● Work to complete: Count the lines in the data below that contain the word "green". Reply with the number alone.

● Data records:

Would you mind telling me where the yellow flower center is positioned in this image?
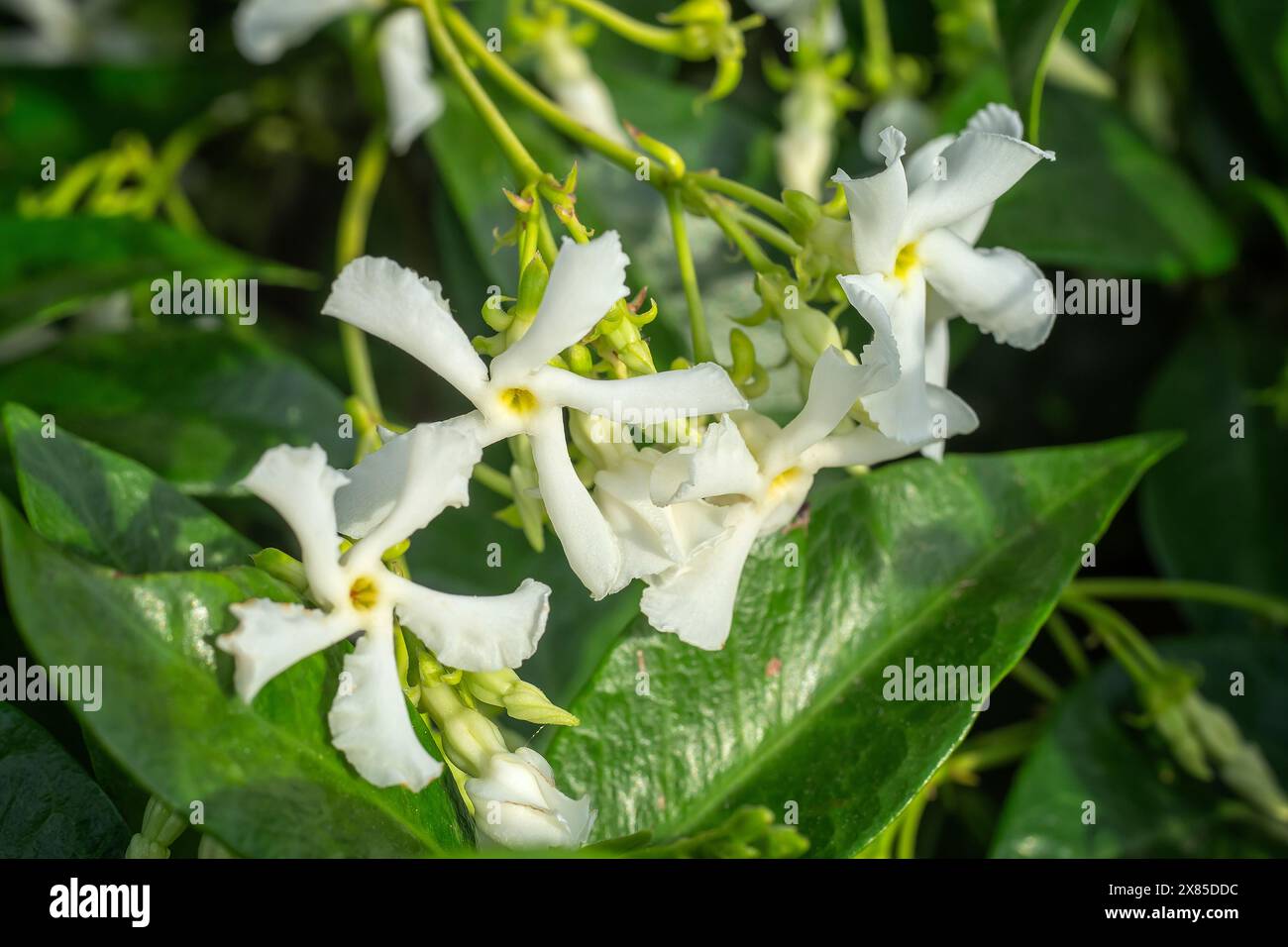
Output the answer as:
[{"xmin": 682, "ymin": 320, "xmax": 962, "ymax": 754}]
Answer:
[
  {"xmin": 894, "ymin": 244, "xmax": 917, "ymax": 279},
  {"xmin": 349, "ymin": 576, "xmax": 380, "ymax": 612},
  {"xmin": 501, "ymin": 388, "xmax": 537, "ymax": 415}
]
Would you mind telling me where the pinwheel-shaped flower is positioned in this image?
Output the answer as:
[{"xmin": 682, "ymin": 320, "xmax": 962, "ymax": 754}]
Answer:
[
  {"xmin": 219, "ymin": 424, "xmax": 550, "ymax": 789},
  {"xmin": 233, "ymin": 0, "xmax": 443, "ymax": 154},
  {"xmin": 322, "ymin": 231, "xmax": 747, "ymax": 599},
  {"xmin": 596, "ymin": 348, "xmax": 976, "ymax": 650},
  {"xmin": 833, "ymin": 106, "xmax": 1055, "ymax": 443}
]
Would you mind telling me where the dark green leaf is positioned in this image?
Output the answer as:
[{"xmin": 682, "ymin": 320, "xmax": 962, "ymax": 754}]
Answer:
[
  {"xmin": 0, "ymin": 326, "xmax": 353, "ymax": 494},
  {"xmin": 992, "ymin": 634, "xmax": 1288, "ymax": 858},
  {"xmin": 549, "ymin": 436, "xmax": 1176, "ymax": 856},
  {"xmin": 0, "ymin": 703, "xmax": 130, "ymax": 858},
  {"xmin": 0, "ymin": 217, "xmax": 317, "ymax": 334}
]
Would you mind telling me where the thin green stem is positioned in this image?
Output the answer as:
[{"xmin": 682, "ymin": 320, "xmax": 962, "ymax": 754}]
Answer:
[
  {"xmin": 1029, "ymin": 0, "xmax": 1078, "ymax": 145},
  {"xmin": 561, "ymin": 0, "xmax": 688, "ymax": 58},
  {"xmin": 666, "ymin": 187, "xmax": 716, "ymax": 362},
  {"xmin": 335, "ymin": 125, "xmax": 387, "ymax": 417},
  {"xmin": 688, "ymin": 171, "xmax": 795, "ymax": 227},
  {"xmin": 416, "ymin": 0, "xmax": 544, "ymax": 185},
  {"xmin": 443, "ymin": 0, "xmax": 669, "ymax": 187},
  {"xmin": 1047, "ymin": 612, "xmax": 1091, "ymax": 678},
  {"xmin": 1012, "ymin": 657, "xmax": 1061, "ymax": 703},
  {"xmin": 1069, "ymin": 579, "xmax": 1288, "ymax": 625}
]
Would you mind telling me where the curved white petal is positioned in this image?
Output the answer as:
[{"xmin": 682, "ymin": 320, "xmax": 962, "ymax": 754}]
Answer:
[
  {"xmin": 917, "ymin": 231, "xmax": 1055, "ymax": 349},
  {"xmin": 241, "ymin": 445, "xmax": 349, "ymax": 604},
  {"xmin": 529, "ymin": 408, "xmax": 622, "ymax": 599},
  {"xmin": 832, "ymin": 128, "xmax": 909, "ymax": 273},
  {"xmin": 215, "ymin": 598, "xmax": 358, "ymax": 703},
  {"xmin": 532, "ymin": 362, "xmax": 747, "ymax": 427},
  {"xmin": 378, "ymin": 9, "xmax": 443, "ymax": 155},
  {"xmin": 640, "ymin": 502, "xmax": 760, "ymax": 651},
  {"xmin": 348, "ymin": 419, "xmax": 483, "ymax": 569},
  {"xmin": 465, "ymin": 747, "xmax": 595, "ymax": 849},
  {"xmin": 901, "ymin": 130, "xmax": 1055, "ymax": 244},
  {"xmin": 492, "ymin": 231, "xmax": 630, "ymax": 384},
  {"xmin": 233, "ymin": 0, "xmax": 380, "ymax": 63},
  {"xmin": 764, "ymin": 347, "xmax": 899, "ymax": 476},
  {"xmin": 327, "ymin": 616, "xmax": 443, "ymax": 792},
  {"xmin": 385, "ymin": 576, "xmax": 550, "ymax": 672},
  {"xmin": 322, "ymin": 257, "xmax": 486, "ymax": 404},
  {"xmin": 651, "ymin": 415, "xmax": 764, "ymax": 505}
]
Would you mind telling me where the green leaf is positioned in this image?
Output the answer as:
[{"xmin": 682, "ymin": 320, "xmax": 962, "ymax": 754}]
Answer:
[
  {"xmin": 4, "ymin": 404, "xmax": 257, "ymax": 573},
  {"xmin": 0, "ymin": 703, "xmax": 130, "ymax": 858},
  {"xmin": 0, "ymin": 326, "xmax": 353, "ymax": 494},
  {"xmin": 548, "ymin": 436, "xmax": 1176, "ymax": 856},
  {"xmin": 0, "ymin": 406, "xmax": 468, "ymax": 857},
  {"xmin": 0, "ymin": 217, "xmax": 317, "ymax": 335},
  {"xmin": 980, "ymin": 87, "xmax": 1236, "ymax": 281},
  {"xmin": 1140, "ymin": 318, "xmax": 1288, "ymax": 630},
  {"xmin": 992, "ymin": 634, "xmax": 1288, "ymax": 858}
]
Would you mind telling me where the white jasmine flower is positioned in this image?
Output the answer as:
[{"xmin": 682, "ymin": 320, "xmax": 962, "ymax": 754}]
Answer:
[
  {"xmin": 233, "ymin": 0, "xmax": 443, "ymax": 155},
  {"xmin": 607, "ymin": 348, "xmax": 976, "ymax": 650},
  {"xmin": 833, "ymin": 106, "xmax": 1055, "ymax": 443},
  {"xmin": 322, "ymin": 231, "xmax": 747, "ymax": 599},
  {"xmin": 218, "ymin": 424, "xmax": 550, "ymax": 789},
  {"xmin": 465, "ymin": 746, "xmax": 595, "ymax": 849}
]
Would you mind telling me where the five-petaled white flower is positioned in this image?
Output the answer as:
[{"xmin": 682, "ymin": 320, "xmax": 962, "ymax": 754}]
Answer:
[
  {"xmin": 322, "ymin": 231, "xmax": 747, "ymax": 599},
  {"xmin": 595, "ymin": 345, "xmax": 976, "ymax": 650},
  {"xmin": 233, "ymin": 0, "xmax": 443, "ymax": 155},
  {"xmin": 465, "ymin": 746, "xmax": 595, "ymax": 849},
  {"xmin": 219, "ymin": 424, "xmax": 550, "ymax": 789},
  {"xmin": 832, "ymin": 106, "xmax": 1055, "ymax": 443}
]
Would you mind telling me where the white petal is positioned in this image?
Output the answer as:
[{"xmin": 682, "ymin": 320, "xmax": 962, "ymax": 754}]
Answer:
[
  {"xmin": 592, "ymin": 450, "xmax": 724, "ymax": 591},
  {"xmin": 241, "ymin": 445, "xmax": 349, "ymax": 604},
  {"xmin": 492, "ymin": 231, "xmax": 630, "ymax": 384},
  {"xmin": 335, "ymin": 411, "xmax": 486, "ymax": 539},
  {"xmin": 917, "ymin": 231, "xmax": 1055, "ymax": 349},
  {"xmin": 385, "ymin": 576, "xmax": 550, "ymax": 672},
  {"xmin": 322, "ymin": 257, "xmax": 486, "ymax": 404},
  {"xmin": 378, "ymin": 9, "xmax": 443, "ymax": 155},
  {"xmin": 347, "ymin": 419, "xmax": 483, "ymax": 569},
  {"xmin": 465, "ymin": 747, "xmax": 595, "ymax": 849},
  {"xmin": 763, "ymin": 347, "xmax": 899, "ymax": 476},
  {"xmin": 832, "ymin": 128, "xmax": 909, "ymax": 273},
  {"xmin": 532, "ymin": 362, "xmax": 747, "ymax": 427},
  {"xmin": 233, "ymin": 0, "xmax": 380, "ymax": 63},
  {"xmin": 327, "ymin": 617, "xmax": 443, "ymax": 792},
  {"xmin": 216, "ymin": 598, "xmax": 358, "ymax": 703},
  {"xmin": 640, "ymin": 502, "xmax": 760, "ymax": 651},
  {"xmin": 529, "ymin": 408, "xmax": 622, "ymax": 599},
  {"xmin": 651, "ymin": 415, "xmax": 764, "ymax": 505},
  {"xmin": 840, "ymin": 274, "xmax": 930, "ymax": 443},
  {"xmin": 901, "ymin": 130, "xmax": 1055, "ymax": 243}
]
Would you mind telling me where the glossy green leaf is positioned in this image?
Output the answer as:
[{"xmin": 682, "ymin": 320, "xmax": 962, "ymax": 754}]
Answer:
[
  {"xmin": 548, "ymin": 436, "xmax": 1176, "ymax": 856},
  {"xmin": 0, "ymin": 406, "xmax": 468, "ymax": 857},
  {"xmin": 0, "ymin": 703, "xmax": 130, "ymax": 858},
  {"xmin": 0, "ymin": 326, "xmax": 353, "ymax": 494},
  {"xmin": 992, "ymin": 634, "xmax": 1288, "ymax": 858},
  {"xmin": 0, "ymin": 217, "xmax": 317, "ymax": 334},
  {"xmin": 1140, "ymin": 320, "xmax": 1288, "ymax": 630}
]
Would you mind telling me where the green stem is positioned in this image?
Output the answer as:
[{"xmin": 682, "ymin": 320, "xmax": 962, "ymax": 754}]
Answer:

● Finished task: 5